Text passage →
Of course, a decade later, that’s turned out to be completely wrong. Was the poll in error?


An accurate poll is a snapshot of right now, based on what’s happening today. That’s all. If outcomes end up being different a week or a year later, that’s not the poll’s fault, it’s our mistaken belief that the future can be predicted.

To go one step further, the question that gets asked is as important as the answer. Try this at home: When you ask people a question, they rarely give you the straight up truth in their answer, especially when there are social factors at play. The very best polls combine not only the right math, but more important, the right question structure.

The magic of sample size. Let’s say you had a bag of M&Ms. You know they come in six colors and you want to figure out the percentage of each that’s in the bag. As long as the candies are distributed within the bag, it turns out that no matter how many are in the bag, whether it’s a 2 pound bag or a 2,000 pound bag, all you need to do is randomly pull out 300 to 400 M&Ms. That’s plenty. More samples won’t dramatically increase the quality of this poll.

The purpose of the sample is to pick a random selection from a coherent group.

Explore the material →
1. Answer these questions about the passage on polling:
(a) What does the passage say an accurate poll is a snapshot of?
(b) How many colors do M&Ms come in, according to the passage?
(c) How many M&Ms does the passage say you need to pull out at random?
2. Extend the passage on polling, picking up after its last sentence.

Data under study →
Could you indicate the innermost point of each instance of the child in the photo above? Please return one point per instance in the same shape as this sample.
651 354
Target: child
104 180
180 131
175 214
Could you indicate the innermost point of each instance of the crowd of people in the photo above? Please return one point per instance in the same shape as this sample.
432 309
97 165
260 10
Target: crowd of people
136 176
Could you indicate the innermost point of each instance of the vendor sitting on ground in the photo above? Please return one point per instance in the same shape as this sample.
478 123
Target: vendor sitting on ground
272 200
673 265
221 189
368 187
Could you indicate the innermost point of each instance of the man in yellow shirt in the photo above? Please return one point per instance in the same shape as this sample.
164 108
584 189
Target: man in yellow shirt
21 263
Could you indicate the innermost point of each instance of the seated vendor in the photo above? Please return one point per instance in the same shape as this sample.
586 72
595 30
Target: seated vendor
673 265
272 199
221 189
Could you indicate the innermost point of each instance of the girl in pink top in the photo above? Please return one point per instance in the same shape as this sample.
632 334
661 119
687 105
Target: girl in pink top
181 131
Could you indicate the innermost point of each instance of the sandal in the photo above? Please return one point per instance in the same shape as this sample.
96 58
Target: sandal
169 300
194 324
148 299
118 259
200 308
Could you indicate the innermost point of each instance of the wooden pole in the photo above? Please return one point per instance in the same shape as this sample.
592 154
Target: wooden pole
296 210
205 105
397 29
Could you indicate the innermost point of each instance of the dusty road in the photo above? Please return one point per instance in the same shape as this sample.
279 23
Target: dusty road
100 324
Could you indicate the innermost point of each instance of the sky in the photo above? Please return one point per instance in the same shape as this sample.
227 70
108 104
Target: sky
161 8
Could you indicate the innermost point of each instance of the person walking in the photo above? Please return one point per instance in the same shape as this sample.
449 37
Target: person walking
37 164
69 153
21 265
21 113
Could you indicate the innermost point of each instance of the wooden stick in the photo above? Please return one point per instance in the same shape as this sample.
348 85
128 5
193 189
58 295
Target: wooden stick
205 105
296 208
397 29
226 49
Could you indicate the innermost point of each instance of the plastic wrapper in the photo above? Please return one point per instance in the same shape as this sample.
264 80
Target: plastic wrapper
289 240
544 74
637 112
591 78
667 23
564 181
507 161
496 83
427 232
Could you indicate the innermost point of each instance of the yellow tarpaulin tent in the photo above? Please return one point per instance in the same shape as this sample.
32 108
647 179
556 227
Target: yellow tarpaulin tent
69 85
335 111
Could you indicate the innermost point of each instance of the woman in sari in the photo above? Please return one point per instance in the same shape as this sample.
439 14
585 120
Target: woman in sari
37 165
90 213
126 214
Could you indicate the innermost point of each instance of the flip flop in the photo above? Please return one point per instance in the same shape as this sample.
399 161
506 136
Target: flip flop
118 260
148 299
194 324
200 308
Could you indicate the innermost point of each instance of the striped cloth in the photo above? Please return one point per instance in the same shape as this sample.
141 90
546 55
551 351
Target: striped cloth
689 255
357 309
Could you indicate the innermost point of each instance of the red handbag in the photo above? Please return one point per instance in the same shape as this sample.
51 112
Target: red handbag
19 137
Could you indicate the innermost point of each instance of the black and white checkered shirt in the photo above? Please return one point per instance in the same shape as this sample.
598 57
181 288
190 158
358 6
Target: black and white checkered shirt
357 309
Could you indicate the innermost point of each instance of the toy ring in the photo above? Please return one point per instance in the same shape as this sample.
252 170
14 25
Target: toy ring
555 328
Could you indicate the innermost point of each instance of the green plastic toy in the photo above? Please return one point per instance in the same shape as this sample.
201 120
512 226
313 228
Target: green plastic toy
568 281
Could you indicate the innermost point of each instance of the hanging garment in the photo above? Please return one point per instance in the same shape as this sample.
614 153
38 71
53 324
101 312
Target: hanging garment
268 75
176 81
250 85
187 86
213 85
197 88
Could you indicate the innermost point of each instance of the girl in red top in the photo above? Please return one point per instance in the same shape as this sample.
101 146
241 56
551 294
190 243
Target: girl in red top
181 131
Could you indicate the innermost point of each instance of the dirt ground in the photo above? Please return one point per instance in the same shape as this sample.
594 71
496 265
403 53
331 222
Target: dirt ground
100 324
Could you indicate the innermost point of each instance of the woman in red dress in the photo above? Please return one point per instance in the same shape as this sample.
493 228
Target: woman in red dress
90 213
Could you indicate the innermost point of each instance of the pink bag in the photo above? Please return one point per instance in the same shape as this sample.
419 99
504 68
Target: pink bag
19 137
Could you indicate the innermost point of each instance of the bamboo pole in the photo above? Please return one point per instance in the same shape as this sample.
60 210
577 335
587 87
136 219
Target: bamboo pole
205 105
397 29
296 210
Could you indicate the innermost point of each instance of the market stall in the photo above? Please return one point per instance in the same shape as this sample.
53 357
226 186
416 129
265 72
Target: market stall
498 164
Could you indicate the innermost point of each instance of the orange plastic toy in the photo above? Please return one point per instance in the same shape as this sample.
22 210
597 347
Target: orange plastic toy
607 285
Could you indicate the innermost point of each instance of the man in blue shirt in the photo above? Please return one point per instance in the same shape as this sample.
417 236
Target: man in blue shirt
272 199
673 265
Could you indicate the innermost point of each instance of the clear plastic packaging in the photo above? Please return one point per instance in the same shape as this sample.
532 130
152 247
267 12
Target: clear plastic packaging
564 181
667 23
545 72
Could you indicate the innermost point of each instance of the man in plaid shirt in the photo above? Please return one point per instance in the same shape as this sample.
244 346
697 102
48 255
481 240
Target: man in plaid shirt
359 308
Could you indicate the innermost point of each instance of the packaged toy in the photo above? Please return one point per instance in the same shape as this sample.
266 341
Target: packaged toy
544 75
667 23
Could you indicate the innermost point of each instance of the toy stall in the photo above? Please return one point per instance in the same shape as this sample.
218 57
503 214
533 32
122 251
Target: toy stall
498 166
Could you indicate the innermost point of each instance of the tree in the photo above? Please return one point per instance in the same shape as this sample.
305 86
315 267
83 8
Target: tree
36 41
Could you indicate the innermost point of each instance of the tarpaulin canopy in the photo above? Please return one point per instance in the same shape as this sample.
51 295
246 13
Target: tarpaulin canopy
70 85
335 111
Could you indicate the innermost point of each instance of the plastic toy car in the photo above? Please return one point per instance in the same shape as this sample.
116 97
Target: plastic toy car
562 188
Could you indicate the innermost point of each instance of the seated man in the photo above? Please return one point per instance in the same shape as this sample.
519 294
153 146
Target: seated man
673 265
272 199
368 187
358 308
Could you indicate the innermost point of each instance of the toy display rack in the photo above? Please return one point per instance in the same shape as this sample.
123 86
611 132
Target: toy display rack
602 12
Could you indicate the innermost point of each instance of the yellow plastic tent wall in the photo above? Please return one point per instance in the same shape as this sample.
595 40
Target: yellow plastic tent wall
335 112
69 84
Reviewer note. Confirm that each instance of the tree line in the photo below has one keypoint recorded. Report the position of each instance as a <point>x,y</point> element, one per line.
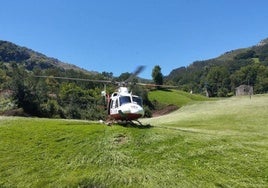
<point>220,76</point>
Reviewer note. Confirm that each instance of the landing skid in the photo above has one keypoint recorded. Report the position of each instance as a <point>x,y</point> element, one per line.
<point>132,123</point>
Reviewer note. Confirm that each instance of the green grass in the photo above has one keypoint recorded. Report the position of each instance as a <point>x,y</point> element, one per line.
<point>220,143</point>
<point>176,97</point>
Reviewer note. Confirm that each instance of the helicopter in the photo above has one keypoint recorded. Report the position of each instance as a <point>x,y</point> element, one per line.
<point>122,105</point>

Answers by item number →
1.
(a) Right now, based on what's happening today.
(b) Six.
(c) 300 to 400.

2.
The key to this is understanding that sample size is relevant for any sized group that’s consistent in its makeup. As soon as you can divide the group into buckets, you benefit by doing multiple samples.

Most of the well-done polls you hear about in public do not have a sample size problem. It’s a red herring.

The power of bucketing. But what happens if you realize that there are more than one kind of M&Ms, and that different kinds have different color distributions? (This, it turns out, for mysterious reasons, is true. Almond M&Ms only come in five colors).

Well, you could take this into account and run much bigger sample groups, or you could get smart about sample size.

It turns out, for example, that women who ride Harley Davidson motorcycles want different things from them than men do. It also turns out that (I’m guessing about all the Harley stats here) perhaps 10% of the people who buy a Harley are women.

Given that, you could poll 300 women (the easy minimum) and then 2700 men (so you get the balance right). OR, you could get smart, and poll 300 women and 300 men (because every time you add a new person, it’s really expensive). “But wait,” you might say, “that’s not right, because women are overrepresented.”

So far, that’s true. But after you figure out how women think, and then figure out how men think, you can weight the men’s results in your final tally. If, for example, you discovered that women intend to buy a new Harley every two years, but men intend to buy one every six years, you could then report back that the average customer intends to buy a new Harley every five and a half years or so.  (Said with full knowledge that it’s dangerous to average averages, but in this case, it’s correct.)

Confusion about polls is easy. And the more we try to make decisions using polls, the more careful we need to be about the structure and motivation of the poll itself.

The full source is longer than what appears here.